Copy out every line of the items below that contains the word "leaf".

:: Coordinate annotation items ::
^^^^
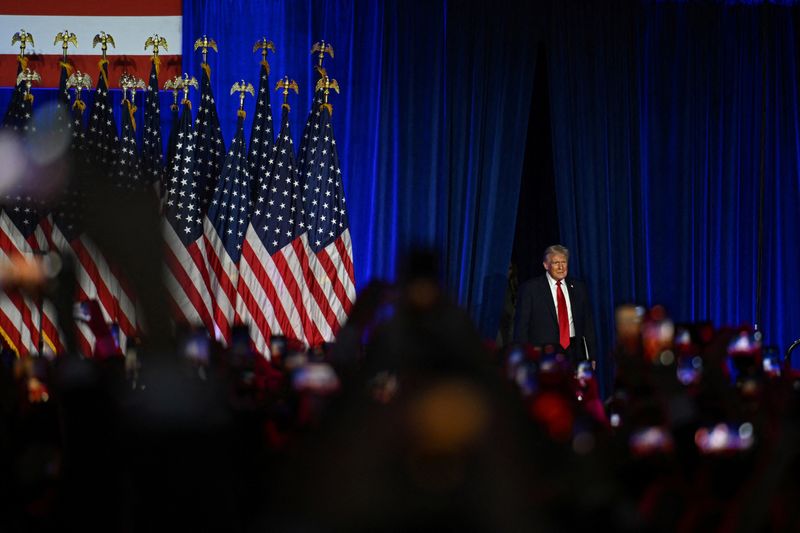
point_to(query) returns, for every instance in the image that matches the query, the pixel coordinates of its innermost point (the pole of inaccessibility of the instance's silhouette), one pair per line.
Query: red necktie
(563, 317)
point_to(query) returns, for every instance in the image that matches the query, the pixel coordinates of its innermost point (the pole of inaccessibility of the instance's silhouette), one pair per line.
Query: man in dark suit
(555, 309)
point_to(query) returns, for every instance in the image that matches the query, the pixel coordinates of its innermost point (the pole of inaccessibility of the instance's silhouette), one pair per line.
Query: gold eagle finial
(155, 41)
(205, 43)
(264, 44)
(242, 88)
(104, 39)
(286, 84)
(65, 38)
(23, 38)
(130, 83)
(325, 84)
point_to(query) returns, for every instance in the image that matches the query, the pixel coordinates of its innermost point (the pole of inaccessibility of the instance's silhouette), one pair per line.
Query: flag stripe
(188, 268)
(316, 304)
(281, 323)
(291, 291)
(129, 33)
(92, 8)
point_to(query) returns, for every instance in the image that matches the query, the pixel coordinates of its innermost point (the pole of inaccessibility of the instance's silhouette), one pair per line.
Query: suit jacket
(536, 320)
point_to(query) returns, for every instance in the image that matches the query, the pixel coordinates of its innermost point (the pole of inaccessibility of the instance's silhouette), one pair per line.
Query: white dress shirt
(554, 292)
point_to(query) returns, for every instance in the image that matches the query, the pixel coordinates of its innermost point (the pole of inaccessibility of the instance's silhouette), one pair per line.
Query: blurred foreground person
(554, 309)
(431, 441)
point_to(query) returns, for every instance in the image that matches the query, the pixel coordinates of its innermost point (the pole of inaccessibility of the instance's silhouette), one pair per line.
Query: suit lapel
(547, 295)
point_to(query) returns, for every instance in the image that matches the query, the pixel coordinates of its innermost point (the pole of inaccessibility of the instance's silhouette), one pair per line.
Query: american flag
(209, 146)
(14, 117)
(128, 174)
(224, 227)
(261, 139)
(102, 138)
(27, 325)
(97, 279)
(129, 22)
(172, 141)
(152, 148)
(330, 275)
(272, 283)
(187, 272)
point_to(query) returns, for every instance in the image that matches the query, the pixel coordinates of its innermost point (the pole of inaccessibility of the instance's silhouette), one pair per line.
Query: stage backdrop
(657, 114)
(657, 110)
(429, 124)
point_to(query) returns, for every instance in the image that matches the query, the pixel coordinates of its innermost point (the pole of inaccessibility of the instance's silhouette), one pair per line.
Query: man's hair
(555, 249)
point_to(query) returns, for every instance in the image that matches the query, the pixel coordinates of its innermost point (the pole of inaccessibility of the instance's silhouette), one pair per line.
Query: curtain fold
(657, 114)
(429, 122)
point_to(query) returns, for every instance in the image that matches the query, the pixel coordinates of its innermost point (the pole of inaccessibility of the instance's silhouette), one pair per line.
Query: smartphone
(318, 378)
(277, 350)
(651, 440)
(690, 369)
(724, 438)
(771, 362)
(196, 347)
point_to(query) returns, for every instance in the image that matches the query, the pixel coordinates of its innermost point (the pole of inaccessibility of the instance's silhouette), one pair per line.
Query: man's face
(556, 265)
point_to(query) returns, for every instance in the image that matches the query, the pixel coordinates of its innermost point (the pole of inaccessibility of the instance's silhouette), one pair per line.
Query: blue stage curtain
(657, 120)
(430, 123)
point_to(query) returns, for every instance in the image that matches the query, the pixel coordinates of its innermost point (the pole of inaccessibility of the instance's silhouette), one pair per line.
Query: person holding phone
(555, 309)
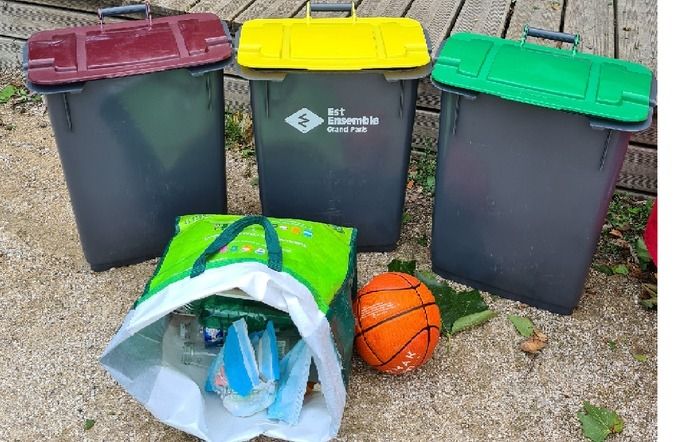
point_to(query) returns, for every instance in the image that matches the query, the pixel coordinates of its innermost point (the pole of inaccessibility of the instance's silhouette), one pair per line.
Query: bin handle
(130, 9)
(274, 250)
(330, 7)
(574, 39)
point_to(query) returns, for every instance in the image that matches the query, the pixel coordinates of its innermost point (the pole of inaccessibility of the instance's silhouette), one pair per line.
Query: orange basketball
(397, 323)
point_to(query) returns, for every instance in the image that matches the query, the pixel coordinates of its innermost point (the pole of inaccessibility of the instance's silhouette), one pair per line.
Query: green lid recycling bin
(333, 103)
(532, 139)
(137, 112)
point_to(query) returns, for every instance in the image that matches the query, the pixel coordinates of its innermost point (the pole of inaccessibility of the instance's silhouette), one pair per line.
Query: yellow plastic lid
(338, 43)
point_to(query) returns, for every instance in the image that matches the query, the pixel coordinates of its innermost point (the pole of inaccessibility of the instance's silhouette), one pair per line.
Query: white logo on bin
(304, 120)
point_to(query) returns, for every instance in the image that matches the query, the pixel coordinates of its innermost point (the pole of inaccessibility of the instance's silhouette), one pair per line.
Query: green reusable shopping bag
(304, 268)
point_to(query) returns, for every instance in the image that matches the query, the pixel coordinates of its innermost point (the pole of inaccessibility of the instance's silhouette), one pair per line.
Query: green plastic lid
(545, 76)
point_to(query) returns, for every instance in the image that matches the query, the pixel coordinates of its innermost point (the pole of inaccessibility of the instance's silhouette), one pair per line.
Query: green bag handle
(274, 250)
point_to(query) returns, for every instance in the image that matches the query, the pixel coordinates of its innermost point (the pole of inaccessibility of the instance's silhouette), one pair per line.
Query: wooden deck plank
(10, 53)
(79, 5)
(384, 8)
(226, 9)
(639, 169)
(636, 31)
(594, 20)
(544, 14)
(166, 7)
(19, 20)
(437, 17)
(269, 9)
(482, 16)
(302, 12)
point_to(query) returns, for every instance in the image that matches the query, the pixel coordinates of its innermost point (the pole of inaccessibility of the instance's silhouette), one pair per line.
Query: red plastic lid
(121, 49)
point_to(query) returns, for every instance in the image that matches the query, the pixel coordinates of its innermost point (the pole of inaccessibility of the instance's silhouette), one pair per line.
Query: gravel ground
(57, 316)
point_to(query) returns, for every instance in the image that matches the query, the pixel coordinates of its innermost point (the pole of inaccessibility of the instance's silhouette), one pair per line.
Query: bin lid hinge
(66, 108)
(605, 149)
(454, 123)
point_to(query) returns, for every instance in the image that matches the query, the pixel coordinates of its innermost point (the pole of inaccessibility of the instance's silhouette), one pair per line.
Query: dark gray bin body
(351, 179)
(137, 152)
(521, 196)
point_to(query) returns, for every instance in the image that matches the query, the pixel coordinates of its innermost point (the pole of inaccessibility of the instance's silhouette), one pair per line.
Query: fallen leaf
(539, 335)
(522, 324)
(7, 92)
(472, 320)
(598, 423)
(532, 345)
(602, 268)
(640, 357)
(620, 269)
(615, 232)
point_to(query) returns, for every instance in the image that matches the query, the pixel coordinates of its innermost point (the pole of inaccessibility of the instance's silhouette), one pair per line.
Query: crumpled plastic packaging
(294, 374)
(245, 380)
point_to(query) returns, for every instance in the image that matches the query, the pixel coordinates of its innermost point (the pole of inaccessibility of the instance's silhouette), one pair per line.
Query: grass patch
(422, 170)
(17, 94)
(238, 132)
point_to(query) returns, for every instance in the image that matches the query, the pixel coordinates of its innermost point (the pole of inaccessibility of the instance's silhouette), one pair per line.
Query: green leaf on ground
(598, 423)
(472, 320)
(396, 265)
(522, 324)
(423, 240)
(640, 248)
(7, 92)
(621, 269)
(649, 300)
(602, 268)
(453, 305)
(640, 357)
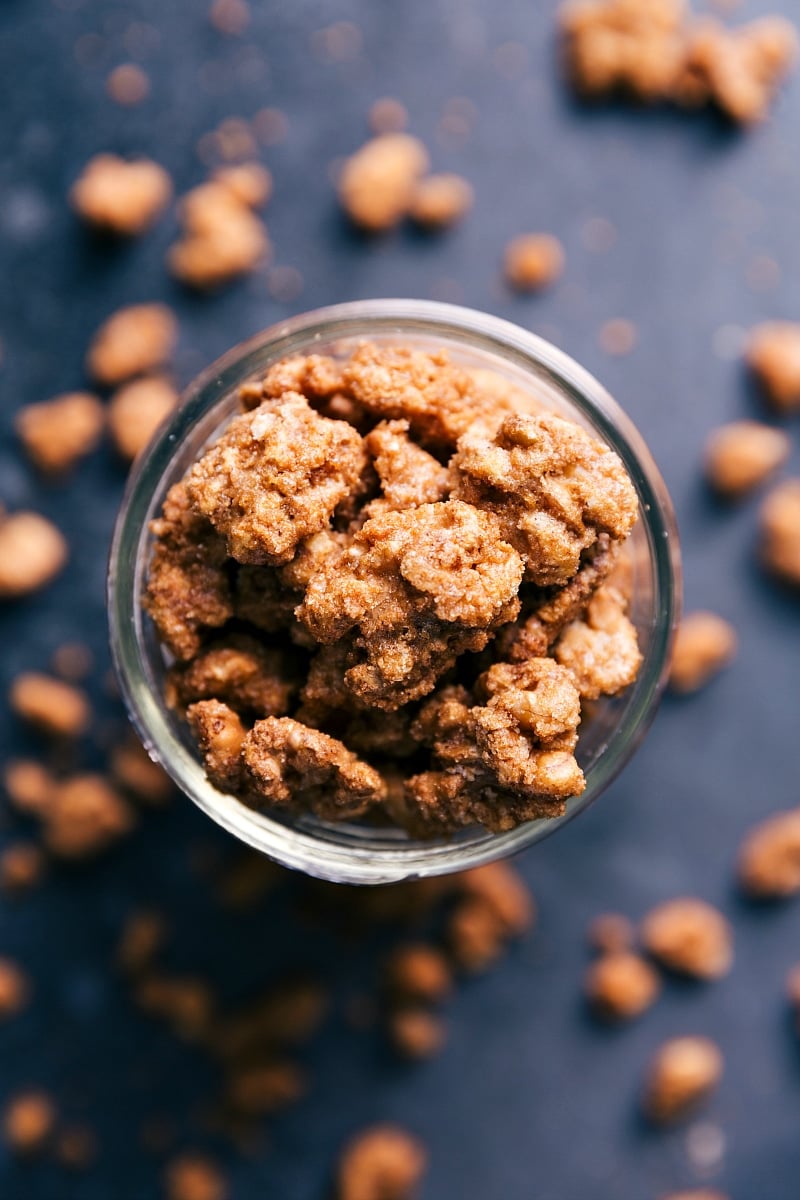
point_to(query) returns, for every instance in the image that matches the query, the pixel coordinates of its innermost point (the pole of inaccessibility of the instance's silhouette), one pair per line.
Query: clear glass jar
(356, 853)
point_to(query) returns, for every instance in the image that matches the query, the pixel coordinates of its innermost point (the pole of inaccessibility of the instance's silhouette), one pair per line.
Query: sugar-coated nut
(382, 1163)
(440, 201)
(689, 936)
(704, 645)
(780, 523)
(136, 411)
(54, 707)
(377, 183)
(743, 455)
(121, 197)
(28, 1121)
(56, 433)
(133, 341)
(769, 857)
(32, 552)
(621, 985)
(681, 1074)
(533, 261)
(774, 358)
(194, 1177)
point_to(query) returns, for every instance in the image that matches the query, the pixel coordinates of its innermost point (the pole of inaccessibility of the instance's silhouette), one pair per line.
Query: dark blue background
(529, 1101)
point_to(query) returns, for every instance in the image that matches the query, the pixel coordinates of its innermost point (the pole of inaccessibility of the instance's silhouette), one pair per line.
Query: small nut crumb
(28, 1121)
(774, 357)
(704, 645)
(136, 411)
(127, 85)
(56, 433)
(54, 707)
(440, 201)
(32, 552)
(382, 1163)
(689, 936)
(769, 857)
(533, 261)
(681, 1074)
(121, 197)
(780, 522)
(194, 1177)
(133, 341)
(621, 985)
(743, 455)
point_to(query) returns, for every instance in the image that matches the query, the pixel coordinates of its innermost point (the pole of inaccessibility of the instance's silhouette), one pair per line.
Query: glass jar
(359, 853)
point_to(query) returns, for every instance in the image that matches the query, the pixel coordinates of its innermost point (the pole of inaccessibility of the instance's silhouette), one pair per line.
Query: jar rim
(349, 855)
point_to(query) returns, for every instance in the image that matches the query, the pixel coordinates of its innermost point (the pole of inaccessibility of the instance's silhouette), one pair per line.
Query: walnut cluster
(388, 587)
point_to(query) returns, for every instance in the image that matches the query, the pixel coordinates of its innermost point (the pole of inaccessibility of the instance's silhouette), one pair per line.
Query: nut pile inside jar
(389, 587)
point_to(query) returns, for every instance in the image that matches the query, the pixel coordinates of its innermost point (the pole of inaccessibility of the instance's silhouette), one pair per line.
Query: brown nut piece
(743, 455)
(382, 1163)
(689, 936)
(121, 197)
(56, 433)
(681, 1074)
(704, 645)
(133, 341)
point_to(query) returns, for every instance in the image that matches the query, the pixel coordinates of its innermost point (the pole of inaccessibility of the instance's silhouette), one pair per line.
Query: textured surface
(528, 1099)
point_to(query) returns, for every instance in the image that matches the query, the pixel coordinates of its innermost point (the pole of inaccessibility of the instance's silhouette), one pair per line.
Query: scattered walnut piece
(377, 184)
(780, 523)
(440, 201)
(32, 552)
(121, 197)
(769, 857)
(704, 645)
(533, 261)
(681, 1074)
(56, 433)
(133, 341)
(743, 455)
(382, 1163)
(54, 707)
(28, 1121)
(136, 411)
(689, 936)
(774, 358)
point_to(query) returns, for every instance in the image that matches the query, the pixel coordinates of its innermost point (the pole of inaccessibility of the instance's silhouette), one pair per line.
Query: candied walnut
(621, 985)
(440, 201)
(553, 487)
(533, 261)
(121, 197)
(220, 735)
(382, 1163)
(54, 707)
(59, 432)
(769, 857)
(28, 1121)
(780, 525)
(275, 478)
(136, 412)
(743, 455)
(689, 936)
(377, 184)
(133, 341)
(774, 358)
(32, 552)
(681, 1074)
(601, 649)
(188, 588)
(704, 645)
(292, 766)
(241, 672)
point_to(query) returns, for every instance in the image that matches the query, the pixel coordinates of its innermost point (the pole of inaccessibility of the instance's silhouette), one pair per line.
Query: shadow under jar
(611, 730)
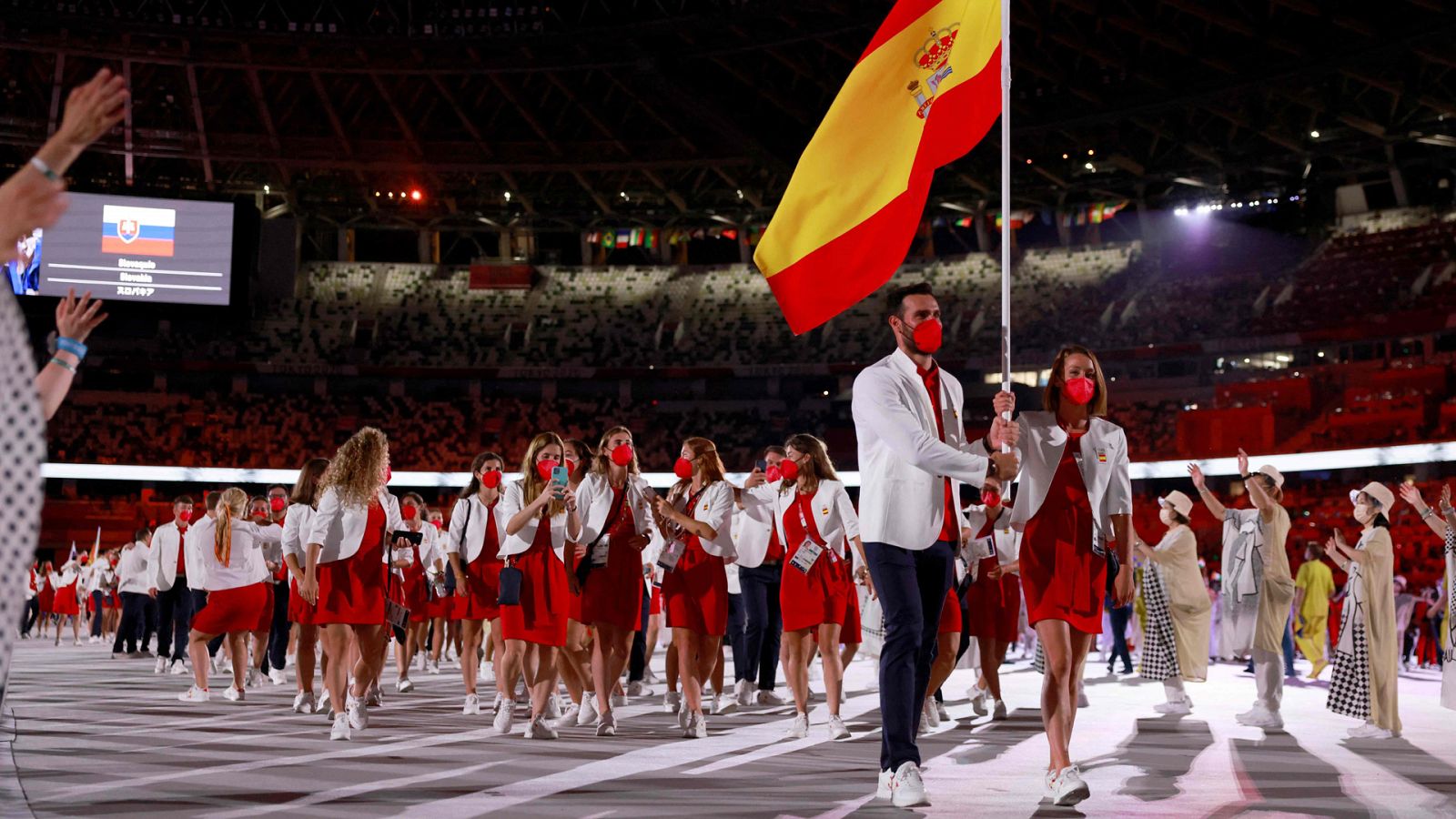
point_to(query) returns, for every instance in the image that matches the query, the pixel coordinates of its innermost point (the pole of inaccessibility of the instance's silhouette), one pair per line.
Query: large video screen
(135, 249)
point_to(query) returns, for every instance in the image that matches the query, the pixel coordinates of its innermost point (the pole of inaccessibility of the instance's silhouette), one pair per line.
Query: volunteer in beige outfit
(1186, 606)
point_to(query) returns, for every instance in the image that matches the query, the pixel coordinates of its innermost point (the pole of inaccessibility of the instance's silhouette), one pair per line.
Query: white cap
(1181, 503)
(1380, 493)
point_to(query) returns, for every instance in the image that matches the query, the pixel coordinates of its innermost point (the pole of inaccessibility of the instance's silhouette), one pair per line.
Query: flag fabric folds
(922, 95)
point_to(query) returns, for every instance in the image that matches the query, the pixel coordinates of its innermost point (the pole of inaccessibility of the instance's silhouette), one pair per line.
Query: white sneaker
(608, 724)
(357, 712)
(744, 693)
(196, 695)
(504, 716)
(1261, 717)
(907, 789)
(801, 726)
(768, 697)
(303, 703)
(587, 714)
(538, 729)
(1067, 787)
^^^^
:: EXERCISE OUTPUT ::
Query: fallen leaf
Query: green leaf on ground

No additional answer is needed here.